## PASSAGE SHOWN
□ □ □

He was equally defensive in an interview with the Star Tribune, saying he still has more than 1,000 employees and most have stayed on despite the lawsuits.

"Don't you think if this was a marketing plan, after I lost retailers and lost hundreds of millions of dollars, that I would go, 'Oh, this is a bad marketing plan, I should change gears?'" he said.

Lindell continues to promote the unfounded idea of an insecure election system. In an email sent to supporters earlier this month after his lawyers said they would back out of the case, Lindell asked for help paying for his quest.

"We have lost hundreds of millions of dollars and now, to stay in this fight for our elections, we need your immediate help," read the email from his FrankSpeech platform. "So close to victory and also at the mercy of the resources we desperately need."

It's not clear if former President Trump will offer to help Lindell with his legal woes. Trump held a fundraiser for Rudy Giuliani's legal bills last month. An email and phone call to Trump's 2024 campaign were not immediately returned.

Lindell has poured much of his effort lately into his new Wireless Monitoring Devices, a Wi-Fi detector strapped to a drone he unveiled at his latest Election Summit in Springfield, Mo., in August. The device was created to find Wi-Fi connections near polling places, which Lindell hopes will prove a debunked theory that voting machines are connected to the internet, leaving them vulnerable to hacking.

Lindell said he's spent tens of millions of dollars on his election efforts and now has only a pickup truck and home to his name. He was in Florida attending a meeting about his wireless monitoring devices Wednesday while his attorneys appeared before a judge to withdraw from the case.

"I'll do whatever it takes," Lindell said. "I don't have a choice."

□ □ □

## STORED DATA
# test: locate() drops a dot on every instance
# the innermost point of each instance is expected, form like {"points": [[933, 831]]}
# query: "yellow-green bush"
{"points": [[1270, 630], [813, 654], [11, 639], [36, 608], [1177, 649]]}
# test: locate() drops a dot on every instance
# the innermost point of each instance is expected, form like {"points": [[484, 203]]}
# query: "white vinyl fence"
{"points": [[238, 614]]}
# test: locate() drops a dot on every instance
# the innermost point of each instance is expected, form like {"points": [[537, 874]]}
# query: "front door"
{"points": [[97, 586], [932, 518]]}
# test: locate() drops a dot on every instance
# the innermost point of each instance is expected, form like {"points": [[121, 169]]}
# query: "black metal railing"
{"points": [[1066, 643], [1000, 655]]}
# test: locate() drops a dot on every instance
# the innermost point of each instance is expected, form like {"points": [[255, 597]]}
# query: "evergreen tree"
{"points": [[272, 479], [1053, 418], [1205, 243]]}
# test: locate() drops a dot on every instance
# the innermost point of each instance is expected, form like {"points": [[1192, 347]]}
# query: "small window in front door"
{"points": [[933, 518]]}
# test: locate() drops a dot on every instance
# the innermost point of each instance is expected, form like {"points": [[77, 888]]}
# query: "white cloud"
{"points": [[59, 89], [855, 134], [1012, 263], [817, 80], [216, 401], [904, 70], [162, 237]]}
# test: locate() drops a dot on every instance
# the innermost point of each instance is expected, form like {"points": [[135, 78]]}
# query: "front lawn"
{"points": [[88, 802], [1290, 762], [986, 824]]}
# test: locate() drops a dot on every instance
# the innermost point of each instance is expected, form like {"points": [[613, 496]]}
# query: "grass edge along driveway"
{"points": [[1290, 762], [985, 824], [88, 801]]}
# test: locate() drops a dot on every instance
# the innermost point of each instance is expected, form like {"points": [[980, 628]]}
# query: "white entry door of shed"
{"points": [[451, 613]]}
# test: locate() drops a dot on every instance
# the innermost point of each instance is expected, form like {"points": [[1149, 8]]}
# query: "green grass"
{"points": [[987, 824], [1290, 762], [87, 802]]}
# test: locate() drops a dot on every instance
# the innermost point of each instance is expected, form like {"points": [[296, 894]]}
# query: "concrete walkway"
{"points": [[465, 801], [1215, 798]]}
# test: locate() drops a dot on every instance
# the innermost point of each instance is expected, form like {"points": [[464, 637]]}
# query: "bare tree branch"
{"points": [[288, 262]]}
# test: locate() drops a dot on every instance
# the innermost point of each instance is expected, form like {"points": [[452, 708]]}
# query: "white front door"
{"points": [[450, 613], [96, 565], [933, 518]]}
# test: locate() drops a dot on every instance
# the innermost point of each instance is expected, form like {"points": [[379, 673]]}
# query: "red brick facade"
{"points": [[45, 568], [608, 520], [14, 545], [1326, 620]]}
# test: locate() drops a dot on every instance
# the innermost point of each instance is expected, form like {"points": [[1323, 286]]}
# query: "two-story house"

□ □ □

## INSTRUCTIONS FOR THE TASK
Please rewrite the Lindell passage starting at "It's not clear" and ending at "vulnerable to hacking.", renaming "fundraiser" to "benefit dinner".

## WORKED SOLUTION
It's not clear if former President Trump will offer to help Lindell with his legal woes. Trump held a benefit dinner for Rudy Giuliani's legal bills last month. An email and phone call to Trump's 2024 campaign were not immediately returned.

Lindell has poured much of his effort lately into his new Wireless Monitoring Devices, a Wi-Fi detector strapped to a drone he unveiled at his latest Election Summit in Springfield, Mo., in August. The device was created to find Wi-Fi connections near polling places, which Lindell hopes will prove a debunked theory that voting machines are connected to the internet, leaving them vulnerable to hacking.